> PROBLEM DETAILS
Carry on the passage about Reid's speech comparing the health care debate to past struggles, starting right after its final sentence.

> GIVEN PASSAGE
Reid then went on to compare the health care debate to other noble battles in American history, including the war to end slavery, and likened the Republican opposition to health care reform to other failed efforts to stop progress in America.
"This is indeed historic and I'm not afraid to say it is," Reid said. "But instead of joining us on the right side of history, all Republicans can come up with is, 'Slow down, stop everything, start over.'
"If you think you've heard these excuses before, you're right. When this country belatedly recognized the wrongs of slavery, there were those who dug in their heels and said, "Slow down, it's too early, things aren't bad enough.'" Reid added the women's suffrage movement and the fight for civil rights to the list of fights that overcame even the staunchest opposition. "History is repeating itself before our eyes....If not now when?" Reid asked rhetorically.

[Excerpt from a dataset]

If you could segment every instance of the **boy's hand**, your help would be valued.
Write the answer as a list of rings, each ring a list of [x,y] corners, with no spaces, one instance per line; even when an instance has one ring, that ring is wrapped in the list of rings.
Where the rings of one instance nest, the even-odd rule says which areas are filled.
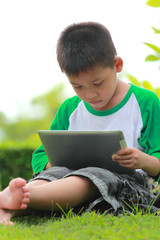
[[[137,148],[123,148],[112,156],[113,161],[130,169],[142,169],[150,176],[160,174],[160,160]]]
[[[144,153],[137,148],[123,148],[117,154],[113,154],[112,159],[122,167],[142,169]]]
[[[51,164],[48,162],[48,163],[46,164],[46,166],[45,166],[45,169],[44,169],[44,170],[47,170],[47,169],[49,169],[49,168],[51,168]]]

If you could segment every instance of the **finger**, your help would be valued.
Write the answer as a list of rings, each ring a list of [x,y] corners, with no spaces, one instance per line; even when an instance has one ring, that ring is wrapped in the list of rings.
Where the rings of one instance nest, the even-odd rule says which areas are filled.
[[[120,160],[130,160],[132,159],[131,155],[113,155],[113,161],[120,161]]]
[[[124,155],[130,155],[132,154],[131,148],[122,148],[118,151],[117,155],[124,156]]]

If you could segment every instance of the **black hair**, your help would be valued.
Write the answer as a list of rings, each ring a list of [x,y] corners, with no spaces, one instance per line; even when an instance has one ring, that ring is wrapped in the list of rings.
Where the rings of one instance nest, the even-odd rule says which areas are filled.
[[[116,55],[108,29],[95,22],[68,26],[57,43],[58,63],[68,75],[78,75],[95,65],[113,67]]]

> OUTPUT BELOW
Republicans pounced on Reid's speech. GOP Chairman Michael Steele called Reid's comments "absurd and offensive," while Brian Walsh, spokesman for the National Republican Senatorial Committee, called on Reid to apologize. "It is unconscionable for Reid to link his unpopular health care bill to the atrocity of slavery, and he should immediately take to the Senate floor and issue an apology for this offensive and outrageous analogy," Walsh said.
Speaking of history, Reid did not mention that it was of course, Republican President Abraham Lincoln who led the fight to end slavery through the Civil War.